Could you retype, unchanged, the stretch of entries from the line containing "task | place a point on the tall" through the line containing "x=497, y=205", both ends included, and give nothing else?

## START

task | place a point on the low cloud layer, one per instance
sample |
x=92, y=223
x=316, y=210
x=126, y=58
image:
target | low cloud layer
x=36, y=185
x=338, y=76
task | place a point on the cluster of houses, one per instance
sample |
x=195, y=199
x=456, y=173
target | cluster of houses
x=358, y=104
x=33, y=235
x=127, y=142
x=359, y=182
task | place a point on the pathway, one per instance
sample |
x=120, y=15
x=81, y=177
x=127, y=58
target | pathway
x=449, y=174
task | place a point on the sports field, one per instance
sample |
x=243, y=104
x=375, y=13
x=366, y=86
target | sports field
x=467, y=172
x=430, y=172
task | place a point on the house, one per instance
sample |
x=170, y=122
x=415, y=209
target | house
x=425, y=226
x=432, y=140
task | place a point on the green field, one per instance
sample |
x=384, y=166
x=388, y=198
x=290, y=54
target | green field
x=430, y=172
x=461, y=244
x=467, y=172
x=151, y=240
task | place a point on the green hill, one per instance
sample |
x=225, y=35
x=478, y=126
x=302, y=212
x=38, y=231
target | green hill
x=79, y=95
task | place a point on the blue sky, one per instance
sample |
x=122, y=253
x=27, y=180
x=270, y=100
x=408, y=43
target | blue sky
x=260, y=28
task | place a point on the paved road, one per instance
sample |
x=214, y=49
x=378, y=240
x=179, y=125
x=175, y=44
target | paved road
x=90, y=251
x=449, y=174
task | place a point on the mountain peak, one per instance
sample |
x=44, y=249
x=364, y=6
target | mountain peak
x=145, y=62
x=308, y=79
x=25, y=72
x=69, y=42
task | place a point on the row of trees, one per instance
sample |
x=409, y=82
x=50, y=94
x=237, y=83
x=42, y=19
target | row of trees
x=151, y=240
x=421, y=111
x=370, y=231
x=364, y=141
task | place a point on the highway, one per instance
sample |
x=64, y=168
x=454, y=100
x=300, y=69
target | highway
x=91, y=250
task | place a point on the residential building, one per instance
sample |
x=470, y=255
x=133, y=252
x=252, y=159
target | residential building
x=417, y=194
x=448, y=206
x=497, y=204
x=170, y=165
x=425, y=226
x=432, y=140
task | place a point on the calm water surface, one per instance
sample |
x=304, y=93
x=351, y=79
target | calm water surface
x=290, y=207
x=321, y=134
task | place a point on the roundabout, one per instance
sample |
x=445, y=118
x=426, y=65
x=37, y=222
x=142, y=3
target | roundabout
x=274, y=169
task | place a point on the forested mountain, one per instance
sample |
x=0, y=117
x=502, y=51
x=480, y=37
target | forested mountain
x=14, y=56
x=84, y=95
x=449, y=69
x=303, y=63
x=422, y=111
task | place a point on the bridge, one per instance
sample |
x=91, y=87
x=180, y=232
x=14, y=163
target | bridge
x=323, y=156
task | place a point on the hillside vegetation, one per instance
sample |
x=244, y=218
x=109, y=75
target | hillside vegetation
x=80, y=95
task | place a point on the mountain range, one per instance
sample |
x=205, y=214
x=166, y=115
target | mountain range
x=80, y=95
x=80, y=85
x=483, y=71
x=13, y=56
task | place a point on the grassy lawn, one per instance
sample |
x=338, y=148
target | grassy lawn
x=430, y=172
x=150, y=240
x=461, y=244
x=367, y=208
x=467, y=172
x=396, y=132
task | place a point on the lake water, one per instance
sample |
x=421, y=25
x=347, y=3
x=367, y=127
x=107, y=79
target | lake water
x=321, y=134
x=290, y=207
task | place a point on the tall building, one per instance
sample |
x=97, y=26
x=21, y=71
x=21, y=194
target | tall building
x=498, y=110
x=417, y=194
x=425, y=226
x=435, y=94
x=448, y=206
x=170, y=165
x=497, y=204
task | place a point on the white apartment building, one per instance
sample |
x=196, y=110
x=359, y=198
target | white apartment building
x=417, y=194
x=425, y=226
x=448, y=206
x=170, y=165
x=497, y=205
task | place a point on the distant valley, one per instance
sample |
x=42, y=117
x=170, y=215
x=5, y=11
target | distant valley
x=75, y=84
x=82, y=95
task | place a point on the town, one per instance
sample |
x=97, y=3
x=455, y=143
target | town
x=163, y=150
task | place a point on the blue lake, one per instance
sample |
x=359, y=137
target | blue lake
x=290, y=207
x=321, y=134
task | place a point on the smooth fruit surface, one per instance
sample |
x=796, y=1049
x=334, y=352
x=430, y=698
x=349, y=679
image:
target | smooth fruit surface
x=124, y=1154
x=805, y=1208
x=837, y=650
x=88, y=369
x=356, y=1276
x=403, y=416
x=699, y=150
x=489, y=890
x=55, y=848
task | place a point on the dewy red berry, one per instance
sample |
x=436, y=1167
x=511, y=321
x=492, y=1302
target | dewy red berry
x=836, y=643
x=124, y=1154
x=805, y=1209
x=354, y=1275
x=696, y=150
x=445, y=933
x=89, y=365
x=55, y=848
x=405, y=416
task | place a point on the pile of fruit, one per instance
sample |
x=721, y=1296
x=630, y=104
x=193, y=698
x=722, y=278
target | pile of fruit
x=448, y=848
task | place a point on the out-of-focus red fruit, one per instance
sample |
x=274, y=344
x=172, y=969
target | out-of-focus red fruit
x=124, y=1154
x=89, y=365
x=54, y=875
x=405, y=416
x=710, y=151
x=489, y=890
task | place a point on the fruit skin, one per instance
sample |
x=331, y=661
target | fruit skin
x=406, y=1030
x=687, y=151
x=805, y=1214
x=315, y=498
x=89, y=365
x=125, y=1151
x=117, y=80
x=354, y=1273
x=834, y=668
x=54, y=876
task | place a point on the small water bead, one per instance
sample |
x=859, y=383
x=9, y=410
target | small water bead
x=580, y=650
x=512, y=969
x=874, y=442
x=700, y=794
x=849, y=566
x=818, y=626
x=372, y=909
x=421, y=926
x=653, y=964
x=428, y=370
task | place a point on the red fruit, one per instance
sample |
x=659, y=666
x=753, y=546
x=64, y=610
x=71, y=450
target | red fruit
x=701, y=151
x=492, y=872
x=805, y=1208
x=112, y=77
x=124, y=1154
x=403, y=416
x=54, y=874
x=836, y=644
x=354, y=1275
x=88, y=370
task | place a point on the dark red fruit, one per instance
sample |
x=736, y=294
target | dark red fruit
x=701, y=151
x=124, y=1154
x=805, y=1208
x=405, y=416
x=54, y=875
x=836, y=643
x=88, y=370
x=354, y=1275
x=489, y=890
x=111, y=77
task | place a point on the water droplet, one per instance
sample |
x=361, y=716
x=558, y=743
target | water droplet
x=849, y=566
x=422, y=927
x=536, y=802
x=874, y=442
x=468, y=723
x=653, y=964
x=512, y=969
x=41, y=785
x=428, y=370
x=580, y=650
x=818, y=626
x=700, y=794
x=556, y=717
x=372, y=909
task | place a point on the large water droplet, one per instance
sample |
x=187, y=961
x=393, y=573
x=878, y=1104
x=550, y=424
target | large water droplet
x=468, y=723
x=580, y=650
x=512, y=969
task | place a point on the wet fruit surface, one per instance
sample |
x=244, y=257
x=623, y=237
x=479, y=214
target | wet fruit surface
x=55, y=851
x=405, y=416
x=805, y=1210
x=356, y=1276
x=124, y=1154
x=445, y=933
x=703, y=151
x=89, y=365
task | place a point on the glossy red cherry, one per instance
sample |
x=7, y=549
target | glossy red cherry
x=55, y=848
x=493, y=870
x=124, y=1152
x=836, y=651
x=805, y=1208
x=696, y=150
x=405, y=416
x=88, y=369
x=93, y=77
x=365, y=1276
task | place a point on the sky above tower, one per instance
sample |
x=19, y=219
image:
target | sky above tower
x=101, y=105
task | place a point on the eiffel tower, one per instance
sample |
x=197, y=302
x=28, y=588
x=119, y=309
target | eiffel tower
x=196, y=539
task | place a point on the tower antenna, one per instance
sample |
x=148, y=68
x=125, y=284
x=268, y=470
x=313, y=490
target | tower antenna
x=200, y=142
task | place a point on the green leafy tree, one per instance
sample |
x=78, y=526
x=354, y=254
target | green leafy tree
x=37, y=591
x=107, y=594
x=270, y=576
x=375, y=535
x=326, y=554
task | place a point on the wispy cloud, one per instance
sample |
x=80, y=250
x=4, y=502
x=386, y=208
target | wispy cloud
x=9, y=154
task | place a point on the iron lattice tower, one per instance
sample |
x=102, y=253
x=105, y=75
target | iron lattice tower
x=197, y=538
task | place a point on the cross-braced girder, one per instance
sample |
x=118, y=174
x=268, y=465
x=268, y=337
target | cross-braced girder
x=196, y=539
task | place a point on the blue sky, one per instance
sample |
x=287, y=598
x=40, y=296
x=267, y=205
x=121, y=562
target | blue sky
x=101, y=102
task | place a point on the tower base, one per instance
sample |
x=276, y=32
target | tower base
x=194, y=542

## END

EXERCISE SOLUTION
task | place a point on the tall building, one per instance
sample |
x=97, y=26
x=21, y=71
x=21, y=194
target | tall building
x=498, y=110
x=417, y=194
x=425, y=226
x=435, y=94
x=448, y=206
x=170, y=165
x=497, y=204
task | place a point on the white apartment building, one per instance
sample |
x=196, y=110
x=359, y=198
target | white apartment building
x=417, y=194
x=425, y=226
x=448, y=206
x=170, y=165
x=497, y=205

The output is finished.